**Passage shown**
_ _ _ _ _ _ _
And that He, I do not know in what way, eternalized hell.
From Heaven, however, hell—through Jesus forsaken—would be seen upside-down, in the sense that, for the blessed, every dis-unity would appear as unity and that in Jesus forsaken hell would turn out to be the Paradise of Paradise.
Jesus forsaken having made himself “sin” had made himself hell. But He is God and in Paradise one sees God.
It seemed to me that through Jesus forsaken the duality of the Afterlife was wiped out and that Jesus forsaken was the solution, the contact between the two realms where in one Eternal Life is lived and in the other Eternal Death.
In hell nothing would have made unity because love does not exist. In hell one is in the impossibility to love.
Hell was thus like the corpse of nature, where there are eyes to see but do not see, ears to hear but do not hear, and so forth. All [is] constructed to tend to God Whom eternally it can no longer reach. And every meeting between souls was in order to become more separated in an always more tragic division.
Hot would not make unity with cold and there would never be lukewarm. Only hot or only cold. Fire and gnashing of teeth.”
Here the point about there only being hot or cold seems to me to be a precursor of Sartre’s infamous
declaration of hell being other people, other people who are at odds with oneself and whose opposition to oneself result in an experience of hell:
“So this is hell. I'd never have believed it. You remember all we were told about the torture-chambers, the fire and brimstone, the “burning marl.” Old wives’ tales!There's no need for red-hot pokers. HELL IS - OTHER PEOPLE!”
Since Jesus, in his suffering and abandonment on the cross, has taken upon himself sin and separation from God, it is that Jesus who will be seen when hell is viewed in heaven. A Jesus who is Love and therefore a native of heaven, and - at the same “time” - a Jesus who in himself has accepted the absence of God precisely so that he can be close to us when we don't experience God's presence. And while these experiences of absence tend to be temporary here, their eternalization is hell.
While the co-existence of heaven and hell can be understood through the person of the forsaken Jesus, the idea that anyone would actually be there makes me extremely uneasy, and - to my delight - made Christians uneasy since the beginning. One of the Desert Fathers even went so far as to plead with God that if someone had to be in hell then he wanted to be that one person, for the idea of it being anyone else was unbearable to him.
In fact, the Church today is very clear about God not wanting to see anyone end up in hell and that she herself prays for it too (note that in the liturgical text quoted below, God's “whole family” is all of humanity):
“God predestines no one to go to hell; for this, a willful turning away from God (a mortal sin) is necessary, and persistence in it until the end. In the Eucharistic liturgy and in the daily prayers of her faithful, the Church implores the mercy of God, who does not want “any to perish, but all to come to repentance” (2 Pet 3:9):
Father, accept this offering
from your whole family.
_ _ _ _ _ _ _
**Raw data**

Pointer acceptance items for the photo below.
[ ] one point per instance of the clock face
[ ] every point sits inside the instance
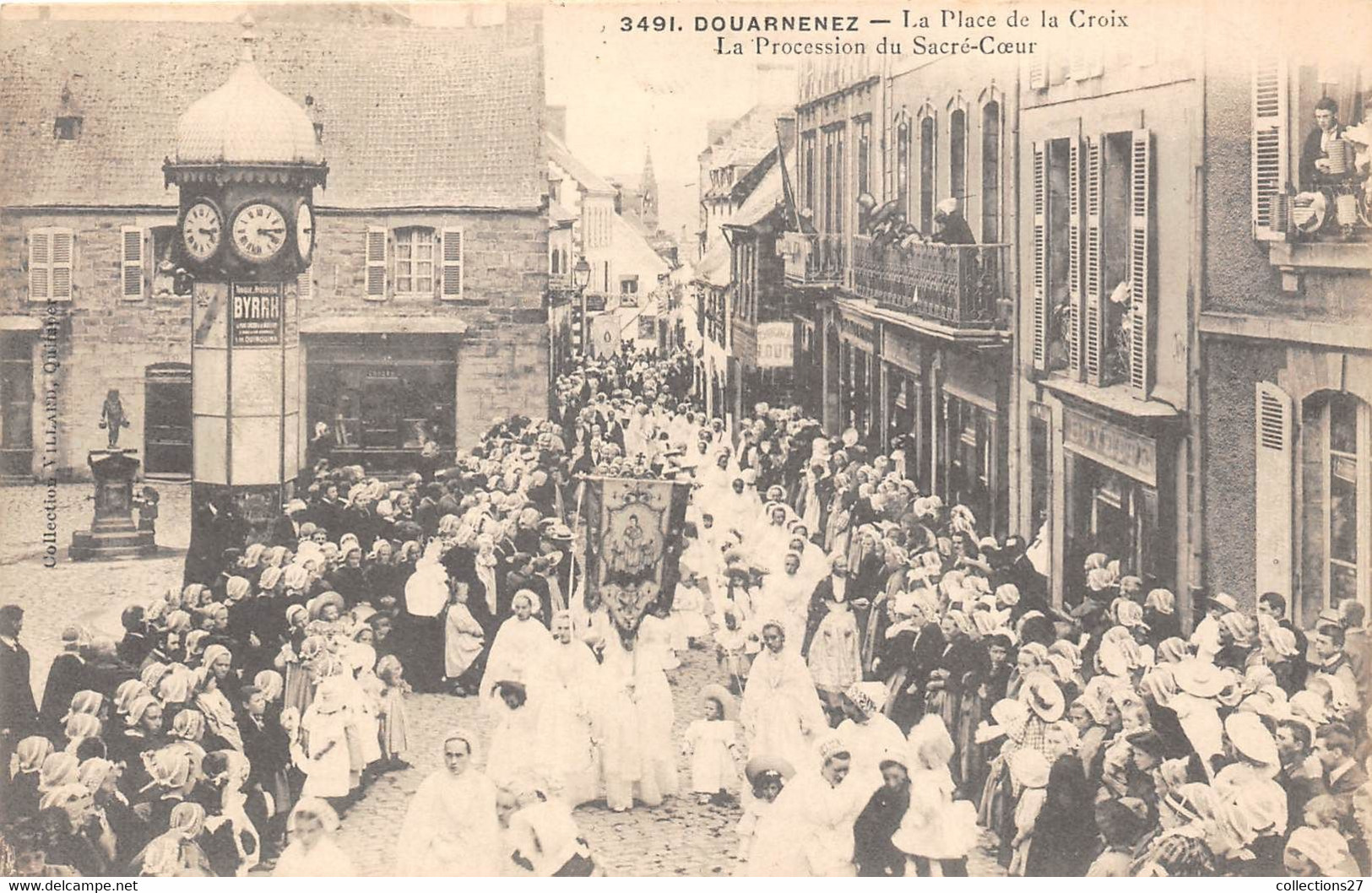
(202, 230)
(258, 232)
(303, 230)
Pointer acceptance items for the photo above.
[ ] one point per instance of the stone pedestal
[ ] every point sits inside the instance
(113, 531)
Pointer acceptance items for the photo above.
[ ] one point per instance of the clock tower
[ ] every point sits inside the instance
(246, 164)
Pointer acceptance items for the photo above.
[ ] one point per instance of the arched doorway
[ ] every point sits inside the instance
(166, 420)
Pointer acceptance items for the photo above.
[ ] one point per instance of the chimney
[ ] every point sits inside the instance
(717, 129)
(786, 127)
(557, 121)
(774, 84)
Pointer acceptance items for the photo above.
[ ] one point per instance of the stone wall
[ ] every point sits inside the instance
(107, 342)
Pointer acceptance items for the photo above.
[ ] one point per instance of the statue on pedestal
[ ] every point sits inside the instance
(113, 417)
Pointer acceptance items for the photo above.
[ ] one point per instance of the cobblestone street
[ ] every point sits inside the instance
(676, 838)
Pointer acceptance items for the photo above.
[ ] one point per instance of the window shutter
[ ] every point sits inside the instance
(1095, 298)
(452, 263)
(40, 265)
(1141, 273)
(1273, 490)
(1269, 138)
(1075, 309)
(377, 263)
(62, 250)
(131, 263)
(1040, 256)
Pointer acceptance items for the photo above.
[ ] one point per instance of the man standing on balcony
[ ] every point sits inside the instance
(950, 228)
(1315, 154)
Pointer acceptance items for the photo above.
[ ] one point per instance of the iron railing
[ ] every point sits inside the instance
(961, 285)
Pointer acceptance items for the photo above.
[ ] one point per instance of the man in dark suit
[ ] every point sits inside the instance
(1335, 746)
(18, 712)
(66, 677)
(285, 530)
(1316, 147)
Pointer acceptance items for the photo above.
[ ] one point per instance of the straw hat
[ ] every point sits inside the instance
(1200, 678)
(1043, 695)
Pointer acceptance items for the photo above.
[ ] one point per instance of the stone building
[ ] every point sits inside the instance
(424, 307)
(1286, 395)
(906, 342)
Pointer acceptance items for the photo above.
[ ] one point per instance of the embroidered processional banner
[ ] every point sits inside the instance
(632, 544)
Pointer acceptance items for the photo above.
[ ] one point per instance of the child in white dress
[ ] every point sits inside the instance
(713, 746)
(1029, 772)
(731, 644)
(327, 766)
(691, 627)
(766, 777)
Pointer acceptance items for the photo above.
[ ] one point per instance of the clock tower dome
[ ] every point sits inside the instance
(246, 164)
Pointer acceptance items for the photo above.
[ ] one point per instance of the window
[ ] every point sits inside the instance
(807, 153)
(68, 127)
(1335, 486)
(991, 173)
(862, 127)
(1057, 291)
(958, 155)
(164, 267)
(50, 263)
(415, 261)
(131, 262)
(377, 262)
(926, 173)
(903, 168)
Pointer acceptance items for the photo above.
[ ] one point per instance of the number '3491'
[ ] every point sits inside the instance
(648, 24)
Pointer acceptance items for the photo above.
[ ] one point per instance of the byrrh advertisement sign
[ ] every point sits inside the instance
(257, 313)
_ _ _ _ _ _ _
**Task requirements**
A. In the passage on hell, what did one of the Desert Fathers plead with God?
B. In the passage on hell, the Sartre quotation names several things "we were told about." List all of them.
C. Return the wording of the passage on hell between "It seemed to" and "other Eternal Death.", inclusive.
Answer each task using only the passage on hell, not the items.

**Correct answers**
A. He pleaded that if someone had to be in hell, he wanted to be that one person.

B.
- the torture-chambers
- the fire and brimstone
- the "burning marl"

C.
It seemed to me that through Jesus forsaken the duality of the Afterlife was wiped out and that Jesus forsaken was the solution, the contact between the two realms where in one Eternal Life is lived and in the other Eternal Death.